- REQUIRED WORK: Pull out each line of the records holding the string "coiled".

───── SUPPLIED MATERIAL

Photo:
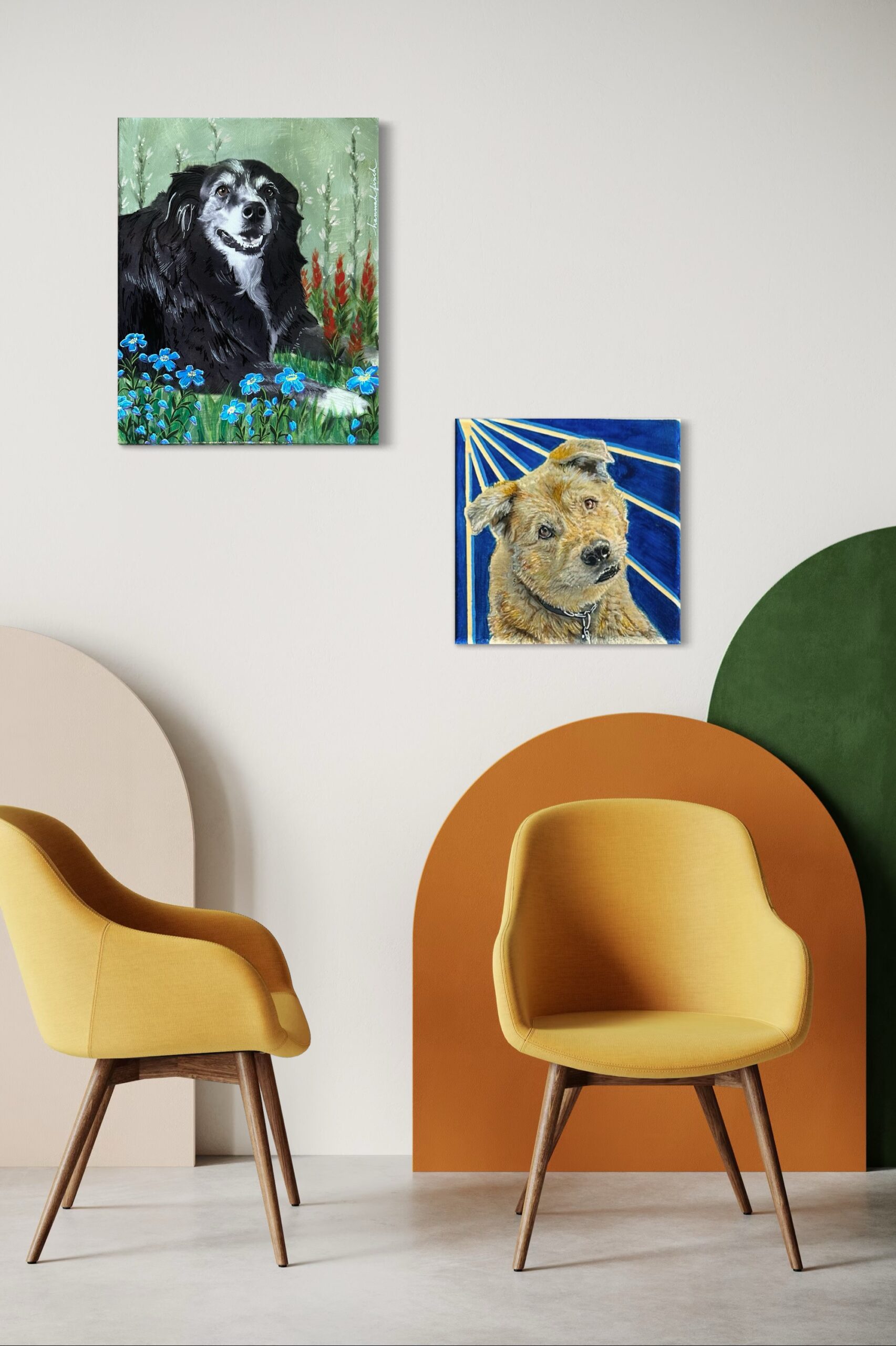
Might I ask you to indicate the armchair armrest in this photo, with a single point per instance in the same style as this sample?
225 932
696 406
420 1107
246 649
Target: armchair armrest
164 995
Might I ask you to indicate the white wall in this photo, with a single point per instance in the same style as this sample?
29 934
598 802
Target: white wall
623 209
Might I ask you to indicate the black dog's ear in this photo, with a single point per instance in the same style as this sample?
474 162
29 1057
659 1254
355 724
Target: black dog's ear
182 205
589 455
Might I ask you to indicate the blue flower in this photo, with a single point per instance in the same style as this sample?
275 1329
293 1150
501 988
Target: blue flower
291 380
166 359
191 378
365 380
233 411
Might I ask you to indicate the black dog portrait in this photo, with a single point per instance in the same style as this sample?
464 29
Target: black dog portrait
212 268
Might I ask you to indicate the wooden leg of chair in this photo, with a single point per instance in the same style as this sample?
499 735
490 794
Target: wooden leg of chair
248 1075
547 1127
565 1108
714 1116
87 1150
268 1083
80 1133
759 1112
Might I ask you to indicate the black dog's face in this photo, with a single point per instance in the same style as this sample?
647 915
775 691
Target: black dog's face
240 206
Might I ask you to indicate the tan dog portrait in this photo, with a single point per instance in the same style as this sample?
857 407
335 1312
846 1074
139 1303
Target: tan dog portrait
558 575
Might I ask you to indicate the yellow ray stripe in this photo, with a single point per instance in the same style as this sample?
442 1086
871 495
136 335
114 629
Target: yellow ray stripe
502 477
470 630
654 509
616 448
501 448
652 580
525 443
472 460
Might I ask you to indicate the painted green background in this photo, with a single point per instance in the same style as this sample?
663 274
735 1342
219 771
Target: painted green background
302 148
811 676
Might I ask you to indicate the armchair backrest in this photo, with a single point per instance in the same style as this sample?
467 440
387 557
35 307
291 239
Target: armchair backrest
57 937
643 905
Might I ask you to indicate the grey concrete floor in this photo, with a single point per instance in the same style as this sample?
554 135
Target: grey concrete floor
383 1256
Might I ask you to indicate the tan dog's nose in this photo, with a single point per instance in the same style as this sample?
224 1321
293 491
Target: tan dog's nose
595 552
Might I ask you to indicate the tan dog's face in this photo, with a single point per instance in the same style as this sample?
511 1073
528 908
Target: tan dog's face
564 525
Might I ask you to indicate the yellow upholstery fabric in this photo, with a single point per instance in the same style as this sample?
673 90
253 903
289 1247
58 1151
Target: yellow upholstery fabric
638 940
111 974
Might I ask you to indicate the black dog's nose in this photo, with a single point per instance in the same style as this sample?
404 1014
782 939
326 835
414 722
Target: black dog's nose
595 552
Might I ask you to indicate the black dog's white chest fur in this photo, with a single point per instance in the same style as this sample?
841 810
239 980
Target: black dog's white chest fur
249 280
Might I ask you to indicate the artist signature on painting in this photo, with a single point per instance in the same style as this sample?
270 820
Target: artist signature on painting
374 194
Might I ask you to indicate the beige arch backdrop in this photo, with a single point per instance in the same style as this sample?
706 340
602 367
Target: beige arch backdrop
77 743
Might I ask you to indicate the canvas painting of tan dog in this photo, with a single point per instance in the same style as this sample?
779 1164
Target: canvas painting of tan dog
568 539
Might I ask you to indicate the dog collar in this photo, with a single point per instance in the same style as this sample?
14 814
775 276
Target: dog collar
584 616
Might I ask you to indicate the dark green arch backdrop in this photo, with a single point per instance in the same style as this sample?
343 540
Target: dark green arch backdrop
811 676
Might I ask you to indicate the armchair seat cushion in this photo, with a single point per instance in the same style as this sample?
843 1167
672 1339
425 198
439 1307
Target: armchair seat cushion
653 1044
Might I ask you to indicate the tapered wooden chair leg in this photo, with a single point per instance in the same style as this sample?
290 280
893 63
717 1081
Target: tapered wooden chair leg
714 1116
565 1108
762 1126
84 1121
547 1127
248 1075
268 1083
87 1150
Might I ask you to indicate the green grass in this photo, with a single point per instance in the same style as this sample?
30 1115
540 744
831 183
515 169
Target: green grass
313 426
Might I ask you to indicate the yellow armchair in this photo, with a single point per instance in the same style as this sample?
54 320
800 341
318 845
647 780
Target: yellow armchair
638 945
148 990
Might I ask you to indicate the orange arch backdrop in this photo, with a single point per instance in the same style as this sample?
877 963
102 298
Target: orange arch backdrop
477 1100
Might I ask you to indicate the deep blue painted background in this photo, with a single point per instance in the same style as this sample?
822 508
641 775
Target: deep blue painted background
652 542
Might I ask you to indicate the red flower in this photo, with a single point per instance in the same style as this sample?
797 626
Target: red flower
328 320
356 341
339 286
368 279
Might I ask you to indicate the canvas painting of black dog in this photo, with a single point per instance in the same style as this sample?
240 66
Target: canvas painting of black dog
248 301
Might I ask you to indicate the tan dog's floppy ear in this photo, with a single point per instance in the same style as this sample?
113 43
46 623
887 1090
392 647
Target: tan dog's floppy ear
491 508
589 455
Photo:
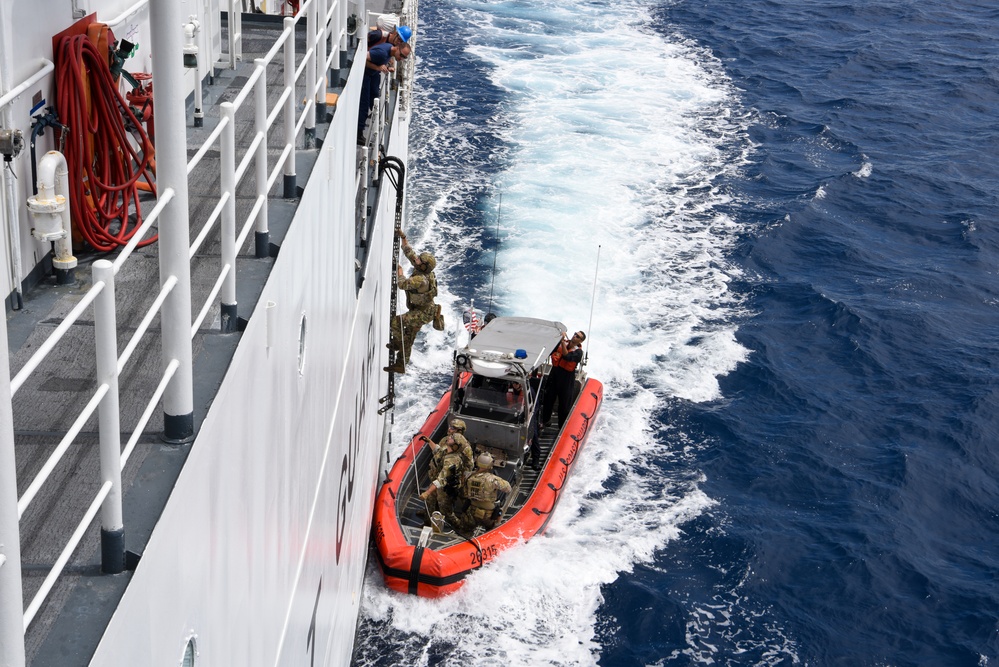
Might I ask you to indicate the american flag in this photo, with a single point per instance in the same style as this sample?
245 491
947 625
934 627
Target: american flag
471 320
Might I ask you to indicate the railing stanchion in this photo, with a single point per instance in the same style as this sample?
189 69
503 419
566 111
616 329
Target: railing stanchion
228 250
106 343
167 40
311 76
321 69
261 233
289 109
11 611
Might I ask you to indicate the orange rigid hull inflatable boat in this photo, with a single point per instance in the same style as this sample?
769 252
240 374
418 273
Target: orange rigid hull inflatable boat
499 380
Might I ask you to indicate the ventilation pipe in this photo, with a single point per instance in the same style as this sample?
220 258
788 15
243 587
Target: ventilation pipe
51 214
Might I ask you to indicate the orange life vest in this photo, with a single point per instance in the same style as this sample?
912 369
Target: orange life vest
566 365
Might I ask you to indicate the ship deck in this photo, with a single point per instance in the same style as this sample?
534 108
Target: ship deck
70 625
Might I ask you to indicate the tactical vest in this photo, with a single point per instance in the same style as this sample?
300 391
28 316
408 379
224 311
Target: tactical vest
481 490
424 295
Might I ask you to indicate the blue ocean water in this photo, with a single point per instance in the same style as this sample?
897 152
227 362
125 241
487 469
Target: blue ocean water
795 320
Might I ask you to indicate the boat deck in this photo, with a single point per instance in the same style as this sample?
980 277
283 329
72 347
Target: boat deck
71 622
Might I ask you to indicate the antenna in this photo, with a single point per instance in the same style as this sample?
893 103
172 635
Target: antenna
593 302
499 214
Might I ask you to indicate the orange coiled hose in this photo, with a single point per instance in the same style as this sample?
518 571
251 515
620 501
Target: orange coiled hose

──────────
───── SUPPLIED MATERIAL

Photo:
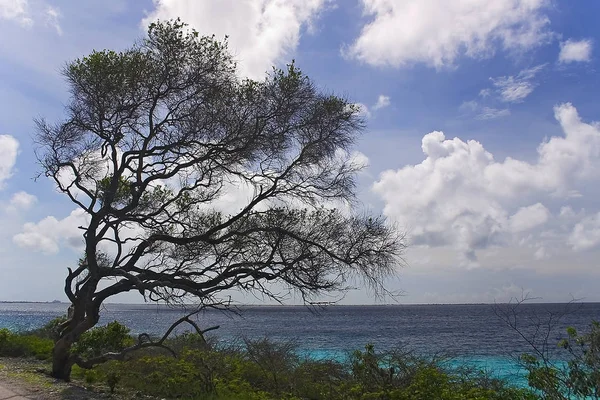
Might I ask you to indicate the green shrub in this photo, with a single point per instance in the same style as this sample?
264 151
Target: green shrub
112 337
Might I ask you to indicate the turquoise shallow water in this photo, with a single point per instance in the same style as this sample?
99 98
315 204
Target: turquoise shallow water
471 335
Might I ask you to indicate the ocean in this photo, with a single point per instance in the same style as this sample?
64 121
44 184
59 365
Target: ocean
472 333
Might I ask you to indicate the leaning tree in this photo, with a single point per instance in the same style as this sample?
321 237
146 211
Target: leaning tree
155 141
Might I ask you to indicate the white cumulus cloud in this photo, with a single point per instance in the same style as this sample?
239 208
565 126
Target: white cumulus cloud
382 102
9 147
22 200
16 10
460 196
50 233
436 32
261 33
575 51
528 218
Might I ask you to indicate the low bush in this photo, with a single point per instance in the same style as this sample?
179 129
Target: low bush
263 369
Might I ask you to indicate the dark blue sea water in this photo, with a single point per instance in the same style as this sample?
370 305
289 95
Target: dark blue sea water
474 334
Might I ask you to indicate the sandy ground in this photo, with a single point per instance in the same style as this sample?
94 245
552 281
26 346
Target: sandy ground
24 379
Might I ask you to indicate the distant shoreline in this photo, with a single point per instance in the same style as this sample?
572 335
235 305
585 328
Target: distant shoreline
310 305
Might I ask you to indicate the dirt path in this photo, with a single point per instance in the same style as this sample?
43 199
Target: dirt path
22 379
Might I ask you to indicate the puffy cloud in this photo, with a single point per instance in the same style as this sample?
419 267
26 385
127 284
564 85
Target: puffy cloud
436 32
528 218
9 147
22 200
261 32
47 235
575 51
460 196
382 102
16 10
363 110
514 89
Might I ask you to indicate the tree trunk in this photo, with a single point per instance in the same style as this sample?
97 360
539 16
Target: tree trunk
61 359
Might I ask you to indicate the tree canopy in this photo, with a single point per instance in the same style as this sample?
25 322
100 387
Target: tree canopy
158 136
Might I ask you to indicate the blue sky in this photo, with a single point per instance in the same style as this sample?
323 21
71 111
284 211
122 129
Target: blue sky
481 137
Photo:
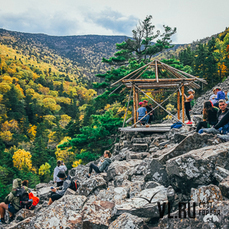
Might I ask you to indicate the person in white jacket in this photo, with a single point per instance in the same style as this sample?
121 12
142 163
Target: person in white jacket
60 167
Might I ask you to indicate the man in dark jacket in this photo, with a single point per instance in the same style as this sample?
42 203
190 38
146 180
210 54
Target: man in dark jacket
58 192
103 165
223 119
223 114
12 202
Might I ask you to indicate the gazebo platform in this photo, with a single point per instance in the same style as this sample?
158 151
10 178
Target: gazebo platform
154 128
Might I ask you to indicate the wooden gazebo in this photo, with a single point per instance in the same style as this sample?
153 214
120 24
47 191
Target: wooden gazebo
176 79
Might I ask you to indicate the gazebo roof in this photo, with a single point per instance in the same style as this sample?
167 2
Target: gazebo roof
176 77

──────────

- SOLUTION FOR THIS PROBLEM:
Might I ask you to indicate the orange coiled hose in this photo, with a single point per instance in the same style as this sample?
Target: orange coiled hose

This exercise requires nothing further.